** start of Supplied records **
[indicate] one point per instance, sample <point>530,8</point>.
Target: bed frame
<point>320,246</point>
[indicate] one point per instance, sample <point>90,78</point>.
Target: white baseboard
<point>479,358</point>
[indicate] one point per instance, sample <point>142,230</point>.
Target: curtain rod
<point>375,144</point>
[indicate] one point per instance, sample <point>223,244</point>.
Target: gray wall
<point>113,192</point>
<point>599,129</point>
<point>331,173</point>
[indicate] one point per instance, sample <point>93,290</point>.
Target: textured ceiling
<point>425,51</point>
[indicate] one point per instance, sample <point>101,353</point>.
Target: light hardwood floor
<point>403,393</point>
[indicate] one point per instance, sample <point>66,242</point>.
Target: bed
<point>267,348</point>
** end of Supplied records **
> **Required task**
Reproduce all of the rows above verbatim, leaving nothing out and changing nothing.

> **The result**
[indicate] one point per instance, sample <point>530,8</point>.
Target: bed frame
<point>320,246</point>
[indicate] one point per instance, sample <point>90,78</point>.
Target: white baseboard
<point>479,358</point>
[indicate] one point per instance, sample <point>142,230</point>.
Target: curtain rod
<point>375,144</point>
[indicate] one point per instance, sample <point>223,244</point>.
Target: gray wall
<point>113,192</point>
<point>599,129</point>
<point>331,173</point>
[indicate] one point per instance, sample <point>93,290</point>.
Target: textured ceiling
<point>425,51</point>
[indicate] one point per instance, sample <point>101,353</point>.
Target: light hardwood floor
<point>403,393</point>
[indicate] one point per instance, sample <point>66,242</point>.
Target: bed
<point>267,348</point>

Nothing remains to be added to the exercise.